TASK DETAILS :: Looking at the data below, report how many lines contain "question", with no other words.

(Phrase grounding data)
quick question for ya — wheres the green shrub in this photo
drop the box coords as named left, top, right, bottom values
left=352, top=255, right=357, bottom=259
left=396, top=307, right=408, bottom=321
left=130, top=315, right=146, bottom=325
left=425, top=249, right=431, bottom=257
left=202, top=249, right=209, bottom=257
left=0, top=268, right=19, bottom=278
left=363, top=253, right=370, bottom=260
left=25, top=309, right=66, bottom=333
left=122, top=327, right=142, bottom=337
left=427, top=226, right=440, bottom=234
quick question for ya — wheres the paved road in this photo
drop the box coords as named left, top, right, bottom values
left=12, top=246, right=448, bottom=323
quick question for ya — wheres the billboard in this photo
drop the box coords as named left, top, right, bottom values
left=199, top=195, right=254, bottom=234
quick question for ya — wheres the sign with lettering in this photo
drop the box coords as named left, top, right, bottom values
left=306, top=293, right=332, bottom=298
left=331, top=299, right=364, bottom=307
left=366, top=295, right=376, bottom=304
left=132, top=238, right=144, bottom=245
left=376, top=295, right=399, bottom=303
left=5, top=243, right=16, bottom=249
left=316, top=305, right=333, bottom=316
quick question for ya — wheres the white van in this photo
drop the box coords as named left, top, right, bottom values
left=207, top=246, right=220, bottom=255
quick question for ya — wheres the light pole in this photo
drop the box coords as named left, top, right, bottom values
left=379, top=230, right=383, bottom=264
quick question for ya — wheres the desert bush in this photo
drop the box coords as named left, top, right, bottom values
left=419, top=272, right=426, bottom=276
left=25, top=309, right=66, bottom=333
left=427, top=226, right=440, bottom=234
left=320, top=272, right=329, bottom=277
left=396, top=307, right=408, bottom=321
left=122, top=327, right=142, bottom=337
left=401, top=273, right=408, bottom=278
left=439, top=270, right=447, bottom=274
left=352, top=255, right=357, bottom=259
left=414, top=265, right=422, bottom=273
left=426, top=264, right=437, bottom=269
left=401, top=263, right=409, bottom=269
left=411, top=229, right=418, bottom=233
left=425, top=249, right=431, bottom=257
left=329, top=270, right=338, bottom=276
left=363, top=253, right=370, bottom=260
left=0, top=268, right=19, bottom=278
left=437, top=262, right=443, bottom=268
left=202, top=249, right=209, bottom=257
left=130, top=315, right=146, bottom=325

SOLUTION FOR THIS PROBLEM :: 7